▶ To be done
Find the line containing "In the picture above, where can the main", then output it and every line after it through the end of the listing below, exactly as written.
-- Begin --
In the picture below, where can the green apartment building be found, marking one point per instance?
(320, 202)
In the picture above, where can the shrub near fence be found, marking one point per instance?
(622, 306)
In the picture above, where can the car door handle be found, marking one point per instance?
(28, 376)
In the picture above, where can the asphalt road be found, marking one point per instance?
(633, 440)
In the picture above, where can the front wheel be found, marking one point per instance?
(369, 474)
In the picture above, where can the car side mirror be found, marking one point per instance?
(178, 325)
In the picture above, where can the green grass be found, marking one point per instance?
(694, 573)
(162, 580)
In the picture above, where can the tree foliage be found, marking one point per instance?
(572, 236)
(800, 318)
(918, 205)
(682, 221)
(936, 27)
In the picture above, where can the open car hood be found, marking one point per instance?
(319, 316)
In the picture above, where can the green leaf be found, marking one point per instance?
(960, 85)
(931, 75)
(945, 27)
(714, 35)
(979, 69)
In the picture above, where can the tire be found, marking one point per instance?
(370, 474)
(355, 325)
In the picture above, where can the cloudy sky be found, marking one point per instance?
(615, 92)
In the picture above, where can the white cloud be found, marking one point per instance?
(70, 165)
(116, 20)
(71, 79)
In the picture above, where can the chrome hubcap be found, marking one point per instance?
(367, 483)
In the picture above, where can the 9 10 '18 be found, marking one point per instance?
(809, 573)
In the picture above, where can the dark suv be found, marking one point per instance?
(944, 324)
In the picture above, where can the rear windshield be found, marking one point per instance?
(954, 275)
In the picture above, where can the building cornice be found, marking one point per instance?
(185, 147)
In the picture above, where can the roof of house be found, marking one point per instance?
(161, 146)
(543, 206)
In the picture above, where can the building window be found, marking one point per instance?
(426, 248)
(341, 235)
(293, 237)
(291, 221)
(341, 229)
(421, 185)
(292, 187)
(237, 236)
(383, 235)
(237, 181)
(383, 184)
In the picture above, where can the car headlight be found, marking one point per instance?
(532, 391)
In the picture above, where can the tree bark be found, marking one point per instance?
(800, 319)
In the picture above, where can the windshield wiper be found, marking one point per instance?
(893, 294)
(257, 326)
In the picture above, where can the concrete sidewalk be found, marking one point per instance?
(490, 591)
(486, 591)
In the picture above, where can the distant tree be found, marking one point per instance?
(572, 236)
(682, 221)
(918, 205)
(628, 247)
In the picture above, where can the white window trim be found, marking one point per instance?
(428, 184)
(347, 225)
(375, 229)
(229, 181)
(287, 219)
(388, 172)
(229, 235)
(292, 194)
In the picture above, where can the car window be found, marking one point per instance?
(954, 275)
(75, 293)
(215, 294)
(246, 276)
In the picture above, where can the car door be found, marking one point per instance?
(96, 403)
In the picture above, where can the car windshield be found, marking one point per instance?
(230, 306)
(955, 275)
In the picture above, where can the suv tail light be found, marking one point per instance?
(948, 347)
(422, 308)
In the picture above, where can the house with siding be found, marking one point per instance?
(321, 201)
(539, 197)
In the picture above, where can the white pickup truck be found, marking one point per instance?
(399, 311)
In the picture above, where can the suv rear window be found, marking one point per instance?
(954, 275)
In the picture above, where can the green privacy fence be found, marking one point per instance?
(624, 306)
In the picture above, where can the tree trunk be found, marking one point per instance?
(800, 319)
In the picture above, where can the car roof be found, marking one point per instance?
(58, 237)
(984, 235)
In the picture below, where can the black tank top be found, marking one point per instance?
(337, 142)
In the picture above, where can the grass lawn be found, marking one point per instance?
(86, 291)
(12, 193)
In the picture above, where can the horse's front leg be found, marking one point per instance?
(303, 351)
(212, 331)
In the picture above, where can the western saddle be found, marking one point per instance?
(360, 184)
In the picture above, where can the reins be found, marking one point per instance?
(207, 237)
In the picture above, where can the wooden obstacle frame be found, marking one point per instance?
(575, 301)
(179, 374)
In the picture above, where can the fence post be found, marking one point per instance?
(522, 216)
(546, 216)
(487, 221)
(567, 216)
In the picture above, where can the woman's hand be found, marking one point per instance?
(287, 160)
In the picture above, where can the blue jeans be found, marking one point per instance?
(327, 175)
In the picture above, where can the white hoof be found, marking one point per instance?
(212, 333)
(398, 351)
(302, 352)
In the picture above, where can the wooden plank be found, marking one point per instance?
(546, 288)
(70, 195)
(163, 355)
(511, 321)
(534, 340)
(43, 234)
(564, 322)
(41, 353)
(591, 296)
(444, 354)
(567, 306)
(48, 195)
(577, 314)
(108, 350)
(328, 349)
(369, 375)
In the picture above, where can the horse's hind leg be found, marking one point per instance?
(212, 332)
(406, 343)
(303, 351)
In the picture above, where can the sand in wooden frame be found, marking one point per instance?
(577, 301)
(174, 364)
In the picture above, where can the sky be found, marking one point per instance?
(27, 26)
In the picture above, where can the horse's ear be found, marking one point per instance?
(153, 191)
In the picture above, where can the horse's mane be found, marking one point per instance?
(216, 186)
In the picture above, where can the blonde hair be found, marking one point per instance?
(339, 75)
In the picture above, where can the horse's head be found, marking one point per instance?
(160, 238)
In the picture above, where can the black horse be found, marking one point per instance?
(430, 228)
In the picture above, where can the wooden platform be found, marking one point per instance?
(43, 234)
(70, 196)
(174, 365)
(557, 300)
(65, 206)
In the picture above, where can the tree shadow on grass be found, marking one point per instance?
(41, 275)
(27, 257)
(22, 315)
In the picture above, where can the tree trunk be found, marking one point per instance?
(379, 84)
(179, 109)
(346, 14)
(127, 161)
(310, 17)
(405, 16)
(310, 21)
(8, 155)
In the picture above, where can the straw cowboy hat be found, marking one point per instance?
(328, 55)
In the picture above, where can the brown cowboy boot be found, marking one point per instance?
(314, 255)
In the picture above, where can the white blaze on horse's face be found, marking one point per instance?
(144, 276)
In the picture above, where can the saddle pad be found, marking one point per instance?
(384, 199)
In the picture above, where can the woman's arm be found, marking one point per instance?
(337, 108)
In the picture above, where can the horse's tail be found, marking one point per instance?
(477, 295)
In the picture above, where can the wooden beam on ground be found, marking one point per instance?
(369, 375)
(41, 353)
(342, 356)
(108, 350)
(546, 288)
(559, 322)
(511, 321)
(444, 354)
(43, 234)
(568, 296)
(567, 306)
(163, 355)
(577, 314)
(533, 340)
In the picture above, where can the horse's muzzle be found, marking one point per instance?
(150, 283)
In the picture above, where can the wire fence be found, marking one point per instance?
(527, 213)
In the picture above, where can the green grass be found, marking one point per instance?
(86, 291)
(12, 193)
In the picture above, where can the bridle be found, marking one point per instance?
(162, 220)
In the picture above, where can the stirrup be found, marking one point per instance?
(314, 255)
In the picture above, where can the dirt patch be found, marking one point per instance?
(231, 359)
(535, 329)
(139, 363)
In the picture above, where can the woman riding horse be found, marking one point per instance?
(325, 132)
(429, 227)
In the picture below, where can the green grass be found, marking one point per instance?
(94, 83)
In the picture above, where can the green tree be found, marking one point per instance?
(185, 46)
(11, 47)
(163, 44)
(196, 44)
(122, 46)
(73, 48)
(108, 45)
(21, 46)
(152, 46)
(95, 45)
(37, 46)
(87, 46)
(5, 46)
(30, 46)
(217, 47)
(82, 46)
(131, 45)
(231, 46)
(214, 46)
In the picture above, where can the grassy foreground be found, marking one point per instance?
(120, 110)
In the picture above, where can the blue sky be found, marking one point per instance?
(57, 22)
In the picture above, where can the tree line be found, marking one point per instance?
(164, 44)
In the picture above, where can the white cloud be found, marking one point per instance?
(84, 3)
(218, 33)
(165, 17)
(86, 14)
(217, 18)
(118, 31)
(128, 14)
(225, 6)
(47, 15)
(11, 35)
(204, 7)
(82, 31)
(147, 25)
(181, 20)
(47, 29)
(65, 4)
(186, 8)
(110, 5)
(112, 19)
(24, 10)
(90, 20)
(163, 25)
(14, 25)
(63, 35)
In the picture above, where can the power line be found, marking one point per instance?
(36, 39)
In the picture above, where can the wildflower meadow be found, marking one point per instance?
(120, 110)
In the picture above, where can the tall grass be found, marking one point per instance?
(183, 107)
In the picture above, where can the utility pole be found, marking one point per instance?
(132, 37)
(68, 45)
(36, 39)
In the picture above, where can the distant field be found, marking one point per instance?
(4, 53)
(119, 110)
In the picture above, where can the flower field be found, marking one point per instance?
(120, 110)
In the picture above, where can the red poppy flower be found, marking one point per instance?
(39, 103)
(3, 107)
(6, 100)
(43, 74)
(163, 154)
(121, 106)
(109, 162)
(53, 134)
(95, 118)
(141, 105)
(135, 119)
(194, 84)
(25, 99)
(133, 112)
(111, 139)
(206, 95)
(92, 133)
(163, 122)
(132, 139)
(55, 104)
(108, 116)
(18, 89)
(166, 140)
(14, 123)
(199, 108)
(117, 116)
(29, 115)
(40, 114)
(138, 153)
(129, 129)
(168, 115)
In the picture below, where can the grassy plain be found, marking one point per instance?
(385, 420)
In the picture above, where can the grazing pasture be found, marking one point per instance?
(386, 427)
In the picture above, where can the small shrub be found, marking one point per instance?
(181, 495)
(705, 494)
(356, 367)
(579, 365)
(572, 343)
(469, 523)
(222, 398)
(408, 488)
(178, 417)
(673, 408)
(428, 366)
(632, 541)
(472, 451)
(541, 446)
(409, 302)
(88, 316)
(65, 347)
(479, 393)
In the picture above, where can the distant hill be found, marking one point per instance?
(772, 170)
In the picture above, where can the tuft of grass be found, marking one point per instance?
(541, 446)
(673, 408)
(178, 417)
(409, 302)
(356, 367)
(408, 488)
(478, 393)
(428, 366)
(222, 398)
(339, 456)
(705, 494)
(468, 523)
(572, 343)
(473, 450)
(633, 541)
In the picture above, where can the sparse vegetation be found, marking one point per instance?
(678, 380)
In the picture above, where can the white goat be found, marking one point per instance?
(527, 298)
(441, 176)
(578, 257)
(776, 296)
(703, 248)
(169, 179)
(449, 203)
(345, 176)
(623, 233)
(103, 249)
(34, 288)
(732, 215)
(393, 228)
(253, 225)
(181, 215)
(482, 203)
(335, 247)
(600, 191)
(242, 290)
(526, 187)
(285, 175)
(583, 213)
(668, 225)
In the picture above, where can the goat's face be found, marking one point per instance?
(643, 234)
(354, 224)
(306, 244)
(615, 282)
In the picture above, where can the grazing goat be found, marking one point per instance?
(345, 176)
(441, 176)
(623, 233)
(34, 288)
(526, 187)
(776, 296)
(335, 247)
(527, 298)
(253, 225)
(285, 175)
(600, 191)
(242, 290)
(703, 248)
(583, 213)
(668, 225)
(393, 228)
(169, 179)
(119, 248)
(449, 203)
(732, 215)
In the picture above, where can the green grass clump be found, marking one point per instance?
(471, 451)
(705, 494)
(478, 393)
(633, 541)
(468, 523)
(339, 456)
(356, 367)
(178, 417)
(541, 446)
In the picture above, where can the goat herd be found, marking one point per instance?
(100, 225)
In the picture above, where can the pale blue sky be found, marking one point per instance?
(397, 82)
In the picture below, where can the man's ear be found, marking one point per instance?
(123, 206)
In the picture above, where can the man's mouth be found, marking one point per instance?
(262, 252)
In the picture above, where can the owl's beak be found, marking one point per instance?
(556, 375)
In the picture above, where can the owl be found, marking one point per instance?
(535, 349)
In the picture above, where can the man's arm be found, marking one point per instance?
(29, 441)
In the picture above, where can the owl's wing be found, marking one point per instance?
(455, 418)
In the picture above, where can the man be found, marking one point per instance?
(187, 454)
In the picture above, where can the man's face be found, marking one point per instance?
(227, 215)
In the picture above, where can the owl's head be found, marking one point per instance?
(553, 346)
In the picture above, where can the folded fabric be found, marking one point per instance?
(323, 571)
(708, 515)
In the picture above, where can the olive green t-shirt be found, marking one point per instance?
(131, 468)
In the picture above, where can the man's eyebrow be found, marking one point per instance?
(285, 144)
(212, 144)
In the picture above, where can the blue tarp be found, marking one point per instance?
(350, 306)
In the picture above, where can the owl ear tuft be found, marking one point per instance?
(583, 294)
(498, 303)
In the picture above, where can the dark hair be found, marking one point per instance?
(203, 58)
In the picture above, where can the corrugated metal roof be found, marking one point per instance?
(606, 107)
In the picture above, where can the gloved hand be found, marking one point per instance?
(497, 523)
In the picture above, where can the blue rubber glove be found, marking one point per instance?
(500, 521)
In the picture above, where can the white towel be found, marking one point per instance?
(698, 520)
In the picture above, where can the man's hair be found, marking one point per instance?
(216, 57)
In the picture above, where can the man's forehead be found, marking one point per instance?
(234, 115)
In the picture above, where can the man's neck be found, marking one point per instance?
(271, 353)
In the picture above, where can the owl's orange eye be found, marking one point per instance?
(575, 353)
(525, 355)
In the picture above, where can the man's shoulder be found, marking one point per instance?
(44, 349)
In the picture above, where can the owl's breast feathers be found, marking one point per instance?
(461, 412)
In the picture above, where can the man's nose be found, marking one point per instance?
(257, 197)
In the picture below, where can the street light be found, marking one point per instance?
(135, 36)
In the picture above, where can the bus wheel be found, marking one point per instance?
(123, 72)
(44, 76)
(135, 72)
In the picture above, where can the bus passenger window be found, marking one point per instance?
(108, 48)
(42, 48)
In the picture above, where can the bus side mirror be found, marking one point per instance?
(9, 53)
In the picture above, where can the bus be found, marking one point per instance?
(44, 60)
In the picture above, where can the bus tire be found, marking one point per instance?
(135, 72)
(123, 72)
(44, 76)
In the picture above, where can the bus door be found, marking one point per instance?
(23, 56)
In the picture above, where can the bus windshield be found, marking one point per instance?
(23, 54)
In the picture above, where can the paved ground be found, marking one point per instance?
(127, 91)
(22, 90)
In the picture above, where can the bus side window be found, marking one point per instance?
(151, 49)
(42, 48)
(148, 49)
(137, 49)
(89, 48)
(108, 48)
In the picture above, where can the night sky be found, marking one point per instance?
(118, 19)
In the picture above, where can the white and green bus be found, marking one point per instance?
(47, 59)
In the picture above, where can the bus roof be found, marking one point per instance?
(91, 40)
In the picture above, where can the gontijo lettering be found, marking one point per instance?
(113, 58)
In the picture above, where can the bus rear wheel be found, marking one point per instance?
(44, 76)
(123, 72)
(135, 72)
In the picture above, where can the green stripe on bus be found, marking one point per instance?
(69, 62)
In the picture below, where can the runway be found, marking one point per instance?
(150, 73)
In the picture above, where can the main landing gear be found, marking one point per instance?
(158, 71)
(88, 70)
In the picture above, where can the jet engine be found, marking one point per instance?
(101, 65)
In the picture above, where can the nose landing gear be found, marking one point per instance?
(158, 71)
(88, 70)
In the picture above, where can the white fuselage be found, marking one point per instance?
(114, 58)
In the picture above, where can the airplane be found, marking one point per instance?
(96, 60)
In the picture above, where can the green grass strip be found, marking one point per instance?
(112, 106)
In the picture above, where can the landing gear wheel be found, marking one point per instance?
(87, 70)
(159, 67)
-- End --
▶ Full response
In the picture above, where can the main landing gear be found, marking one point per instance?
(158, 71)
(88, 70)
In the picture above, where can the jet engine be found, marking one point per instance?
(101, 65)
In the picture above, where can the nose landing gear be found, marking one point per instance?
(158, 71)
(88, 70)
In the picture above, where can the white fuselage be found, marking one point per instance?
(114, 58)
In the picture above, where can the airplane be found, marking one point per instance?
(96, 60)
In the picture above, where can the green grass strip be found, marking one point per instance?
(112, 106)
In the picture above, where can the landing gear wheel be found, marking one point per instance?
(87, 70)
(159, 67)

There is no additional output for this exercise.